- Excerto do texto:
* * * * * * * * *

Ora cá estão eles. E vê-se bem que os meus filhos e os amigos deles lhe deram bastante uso.

Depois de este texto publicado no mural do Facebook lembrei-me de ir ao meu livro «Cujó, Uma Terra de Riba-Paiva», editado em 1993 e transcrever para esta página o que nesse ano escrevi sobre o «JOGO DO PIÃO». É o texto que se segue:

Piões-1«Sem que ninguém saiba explicar bem, como e porquê, é pela Quaresma que, por estas bandas serranas, o jogo do pião vem sempre a terreiro.
Se nos situarmos na década de quarenta, para sermos mais precisos e fiéis à fita do tempo, diremos que, então, eles eram na maior parte das nossas aldeias, feitos à enxó e formão, acabados a canivete, arrancados a uma pernada de amieiro ou pinheiro por ser a madeira mais fácil de fasquiar.
Não eram, a bem dizer, obras-primas que se exibissem em exposição: esguios, rugosos, às vezes com um resto de casca a arredondá-los, num ou noutro lado (qual remendo na vestimenta) quase sempre rachados na ponta em resultado do ferrão lhes ter sido metido à martelada, jamais pensavam em dar e receber tantas «nicadas» dentro do pequeno círculo traçado nos terreiros em frente da escola, ou em qualquer outro lugar dos montes, onde a vida de pequenos estudantes-pastores os levasse naquela época do ano.

* * * * * * * * *

- Enunciado:
Segundo o excerto sobre o jogo do pião, em que altura do ano é que esse jogo surge sempre nas terras serranas? Os registos têm origem numa fonte diferente.

* * * * * * * * *

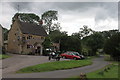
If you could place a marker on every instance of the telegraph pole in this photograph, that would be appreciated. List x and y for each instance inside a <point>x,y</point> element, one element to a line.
<point>18,8</point>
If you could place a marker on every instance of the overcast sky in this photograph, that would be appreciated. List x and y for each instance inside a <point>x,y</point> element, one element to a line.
<point>72,15</point>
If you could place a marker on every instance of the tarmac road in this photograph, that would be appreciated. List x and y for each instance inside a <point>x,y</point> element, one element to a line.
<point>97,64</point>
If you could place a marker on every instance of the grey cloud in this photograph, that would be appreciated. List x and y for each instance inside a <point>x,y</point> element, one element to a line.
<point>22,5</point>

* * * * * * * * *

- Resolução:
Surge sempre pela Quaresma.